Take the data below and extract the lines from the one with "outline **slim glass" to the one with "outline woman's arm", inclusive, exactly as written.

====== Data in this exercise

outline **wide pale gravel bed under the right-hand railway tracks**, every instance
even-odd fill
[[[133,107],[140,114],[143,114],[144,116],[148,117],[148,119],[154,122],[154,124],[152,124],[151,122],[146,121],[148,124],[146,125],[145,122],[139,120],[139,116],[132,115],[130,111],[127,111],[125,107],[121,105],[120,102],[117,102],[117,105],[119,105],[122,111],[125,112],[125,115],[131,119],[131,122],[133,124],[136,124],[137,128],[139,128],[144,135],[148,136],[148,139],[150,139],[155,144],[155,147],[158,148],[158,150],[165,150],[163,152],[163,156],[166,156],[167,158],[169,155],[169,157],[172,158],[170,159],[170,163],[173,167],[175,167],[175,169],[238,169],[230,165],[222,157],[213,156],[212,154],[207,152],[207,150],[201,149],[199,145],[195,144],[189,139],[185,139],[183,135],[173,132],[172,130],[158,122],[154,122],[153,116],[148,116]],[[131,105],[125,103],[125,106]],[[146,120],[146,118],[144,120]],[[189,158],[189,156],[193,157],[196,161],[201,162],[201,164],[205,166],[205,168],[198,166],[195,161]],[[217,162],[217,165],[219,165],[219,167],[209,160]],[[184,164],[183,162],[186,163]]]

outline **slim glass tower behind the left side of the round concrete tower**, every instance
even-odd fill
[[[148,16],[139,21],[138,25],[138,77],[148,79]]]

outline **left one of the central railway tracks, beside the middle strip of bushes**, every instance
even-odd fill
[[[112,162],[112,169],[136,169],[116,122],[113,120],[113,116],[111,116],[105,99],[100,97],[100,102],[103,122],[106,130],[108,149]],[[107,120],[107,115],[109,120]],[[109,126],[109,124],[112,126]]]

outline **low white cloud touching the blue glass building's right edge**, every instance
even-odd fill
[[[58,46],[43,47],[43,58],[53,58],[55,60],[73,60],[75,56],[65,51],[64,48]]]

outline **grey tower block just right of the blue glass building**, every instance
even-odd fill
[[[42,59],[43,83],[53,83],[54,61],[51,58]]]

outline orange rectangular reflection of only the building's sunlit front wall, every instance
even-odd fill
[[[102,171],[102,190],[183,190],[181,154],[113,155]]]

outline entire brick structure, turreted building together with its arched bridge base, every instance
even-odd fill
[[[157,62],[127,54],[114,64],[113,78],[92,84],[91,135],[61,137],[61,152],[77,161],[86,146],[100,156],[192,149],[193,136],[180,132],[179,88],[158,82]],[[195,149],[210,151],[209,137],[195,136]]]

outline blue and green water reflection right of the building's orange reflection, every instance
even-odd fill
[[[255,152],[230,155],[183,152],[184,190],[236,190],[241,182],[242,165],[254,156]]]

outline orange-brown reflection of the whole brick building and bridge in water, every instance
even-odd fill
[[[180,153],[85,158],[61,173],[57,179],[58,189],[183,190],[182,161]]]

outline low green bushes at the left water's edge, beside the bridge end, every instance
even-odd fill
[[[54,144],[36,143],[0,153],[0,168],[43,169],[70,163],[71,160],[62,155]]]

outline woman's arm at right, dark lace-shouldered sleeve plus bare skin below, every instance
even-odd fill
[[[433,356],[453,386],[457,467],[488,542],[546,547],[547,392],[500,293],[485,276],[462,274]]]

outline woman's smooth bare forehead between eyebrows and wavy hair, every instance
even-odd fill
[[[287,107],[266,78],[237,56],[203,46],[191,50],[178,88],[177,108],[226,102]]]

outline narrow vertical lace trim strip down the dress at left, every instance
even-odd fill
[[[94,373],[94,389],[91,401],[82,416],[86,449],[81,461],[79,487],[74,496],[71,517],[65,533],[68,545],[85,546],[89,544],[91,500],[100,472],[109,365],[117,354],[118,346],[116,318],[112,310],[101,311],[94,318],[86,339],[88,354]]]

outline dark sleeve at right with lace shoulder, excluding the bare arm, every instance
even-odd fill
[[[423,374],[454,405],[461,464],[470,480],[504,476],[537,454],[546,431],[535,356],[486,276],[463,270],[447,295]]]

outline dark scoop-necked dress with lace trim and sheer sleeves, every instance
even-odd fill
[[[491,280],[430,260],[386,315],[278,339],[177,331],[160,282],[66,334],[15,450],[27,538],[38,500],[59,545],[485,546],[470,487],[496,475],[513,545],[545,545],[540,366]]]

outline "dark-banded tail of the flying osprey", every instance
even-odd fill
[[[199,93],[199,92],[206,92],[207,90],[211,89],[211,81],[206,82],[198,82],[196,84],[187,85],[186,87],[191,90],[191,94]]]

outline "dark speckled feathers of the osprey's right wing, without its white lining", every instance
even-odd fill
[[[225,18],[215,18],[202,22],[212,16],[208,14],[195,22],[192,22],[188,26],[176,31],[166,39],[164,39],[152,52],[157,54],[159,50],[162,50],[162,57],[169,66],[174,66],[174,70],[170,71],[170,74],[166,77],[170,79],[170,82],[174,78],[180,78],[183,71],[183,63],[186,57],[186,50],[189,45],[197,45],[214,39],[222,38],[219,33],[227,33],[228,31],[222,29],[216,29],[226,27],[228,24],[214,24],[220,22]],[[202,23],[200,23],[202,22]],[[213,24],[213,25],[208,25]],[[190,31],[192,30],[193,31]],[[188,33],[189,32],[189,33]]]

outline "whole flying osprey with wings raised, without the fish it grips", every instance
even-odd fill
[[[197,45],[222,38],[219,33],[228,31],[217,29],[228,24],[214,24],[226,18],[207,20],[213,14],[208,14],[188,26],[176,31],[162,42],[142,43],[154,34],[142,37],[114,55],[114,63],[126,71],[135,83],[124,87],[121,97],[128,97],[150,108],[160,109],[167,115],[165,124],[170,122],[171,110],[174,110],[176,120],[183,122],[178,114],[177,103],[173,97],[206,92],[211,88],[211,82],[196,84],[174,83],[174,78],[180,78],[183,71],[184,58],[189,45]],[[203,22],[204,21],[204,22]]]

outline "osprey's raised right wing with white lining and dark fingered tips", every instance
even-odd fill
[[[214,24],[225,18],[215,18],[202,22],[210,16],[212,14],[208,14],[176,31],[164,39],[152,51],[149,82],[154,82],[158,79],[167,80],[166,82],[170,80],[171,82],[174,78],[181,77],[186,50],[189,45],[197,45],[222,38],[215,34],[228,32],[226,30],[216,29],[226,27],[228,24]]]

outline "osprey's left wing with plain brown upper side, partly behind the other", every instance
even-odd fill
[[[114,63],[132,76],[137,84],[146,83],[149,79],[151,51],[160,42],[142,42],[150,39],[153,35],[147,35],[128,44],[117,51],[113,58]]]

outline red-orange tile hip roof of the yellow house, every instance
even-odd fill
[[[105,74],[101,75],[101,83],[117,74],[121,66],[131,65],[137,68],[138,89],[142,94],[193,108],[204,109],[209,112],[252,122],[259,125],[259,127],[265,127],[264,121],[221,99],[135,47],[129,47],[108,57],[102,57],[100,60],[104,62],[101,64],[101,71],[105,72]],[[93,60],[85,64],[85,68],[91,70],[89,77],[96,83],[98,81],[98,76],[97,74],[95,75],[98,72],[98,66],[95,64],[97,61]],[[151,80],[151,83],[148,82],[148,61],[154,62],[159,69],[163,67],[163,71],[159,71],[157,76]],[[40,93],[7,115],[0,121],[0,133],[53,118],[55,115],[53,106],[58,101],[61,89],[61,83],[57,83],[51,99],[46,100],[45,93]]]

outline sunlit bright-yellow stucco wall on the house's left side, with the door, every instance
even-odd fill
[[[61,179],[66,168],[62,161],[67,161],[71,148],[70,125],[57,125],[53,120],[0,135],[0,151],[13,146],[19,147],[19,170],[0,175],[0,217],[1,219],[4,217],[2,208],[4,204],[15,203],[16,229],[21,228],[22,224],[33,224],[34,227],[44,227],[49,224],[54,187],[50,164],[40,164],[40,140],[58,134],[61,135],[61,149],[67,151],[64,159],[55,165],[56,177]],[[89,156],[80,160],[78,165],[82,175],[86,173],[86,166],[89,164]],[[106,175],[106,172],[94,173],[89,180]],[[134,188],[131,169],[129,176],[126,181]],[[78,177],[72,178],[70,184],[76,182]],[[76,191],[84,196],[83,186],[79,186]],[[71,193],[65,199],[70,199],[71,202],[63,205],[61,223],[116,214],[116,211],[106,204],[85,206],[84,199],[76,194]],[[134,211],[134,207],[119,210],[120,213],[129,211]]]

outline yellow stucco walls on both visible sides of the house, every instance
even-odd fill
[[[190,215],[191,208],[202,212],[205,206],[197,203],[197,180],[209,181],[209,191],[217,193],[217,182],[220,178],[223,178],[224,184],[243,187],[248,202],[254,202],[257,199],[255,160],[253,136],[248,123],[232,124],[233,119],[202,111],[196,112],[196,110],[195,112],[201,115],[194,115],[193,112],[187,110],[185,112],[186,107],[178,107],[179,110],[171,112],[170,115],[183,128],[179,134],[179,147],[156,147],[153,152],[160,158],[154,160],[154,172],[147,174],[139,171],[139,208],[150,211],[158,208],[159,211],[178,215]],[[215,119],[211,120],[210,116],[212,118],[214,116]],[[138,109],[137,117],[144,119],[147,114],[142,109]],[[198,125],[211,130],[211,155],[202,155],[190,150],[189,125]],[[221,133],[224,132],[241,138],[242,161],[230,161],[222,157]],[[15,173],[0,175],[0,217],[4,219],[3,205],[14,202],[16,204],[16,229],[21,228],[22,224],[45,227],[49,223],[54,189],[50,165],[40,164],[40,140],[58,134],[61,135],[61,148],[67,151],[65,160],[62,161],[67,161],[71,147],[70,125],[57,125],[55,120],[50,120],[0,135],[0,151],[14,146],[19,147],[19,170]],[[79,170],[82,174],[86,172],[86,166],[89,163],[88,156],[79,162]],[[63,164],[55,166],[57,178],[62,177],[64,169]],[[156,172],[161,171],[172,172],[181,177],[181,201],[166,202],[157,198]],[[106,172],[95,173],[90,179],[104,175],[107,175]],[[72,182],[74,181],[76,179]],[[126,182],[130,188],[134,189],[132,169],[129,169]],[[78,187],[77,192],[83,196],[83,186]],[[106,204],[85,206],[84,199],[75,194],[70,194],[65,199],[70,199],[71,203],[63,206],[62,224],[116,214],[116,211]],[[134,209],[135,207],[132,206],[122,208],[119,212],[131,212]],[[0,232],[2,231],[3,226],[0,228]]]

============

◆ Exercise response
outline **slim glass tower behind the left side of the round concrete tower**, every instance
even-odd fill
[[[148,16],[139,21],[138,25],[138,77],[148,79]]]

outline **left one of the central railway tracks, beside the middle strip of bushes**, every instance
even-odd fill
[[[112,162],[112,169],[136,169],[116,122],[113,120],[113,116],[111,116],[105,99],[100,97],[100,102],[103,122],[106,130],[108,149]],[[107,120],[107,115],[109,120]],[[109,126],[109,124],[112,126]]]

outline **low white cloud touching the blue glass building's right edge**, every instance
even-odd fill
[[[58,46],[43,47],[43,58],[53,58],[55,60],[73,60],[75,56],[65,51],[64,48]]]

outline **grey tower block just right of the blue glass building**, every instance
even-odd fill
[[[42,59],[43,83],[53,83],[54,61],[51,58]]]

outline orange rectangular reflection of only the building's sunlit front wall, every instance
even-odd fill
[[[102,171],[102,190],[183,190],[181,154],[113,155]]]

outline entire brick structure, turreted building together with its arched bridge base, every instance
even-odd fill
[[[157,62],[127,54],[114,64],[113,78],[92,84],[91,135],[61,137],[61,152],[77,161],[86,146],[100,156],[192,149],[193,136],[180,132],[179,88],[158,82]],[[195,149],[210,151],[209,137],[195,136]]]

outline blue and green water reflection right of the building's orange reflection, every instance
even-odd fill
[[[255,152],[230,155],[183,152],[184,190],[236,190],[241,182],[242,165],[254,156]]]

outline orange-brown reflection of the whole brick building and bridge in water, every instance
even-odd fill
[[[180,153],[85,158],[61,173],[57,179],[58,189],[183,190],[182,161]]]

outline low green bushes at the left water's edge, beside the bridge end, every instance
even-odd fill
[[[54,144],[36,143],[0,153],[0,168],[43,169],[70,163],[71,160],[62,155]]]

outline woman's arm at right, dark lace-shouldered sleeve plus bare skin below, every instance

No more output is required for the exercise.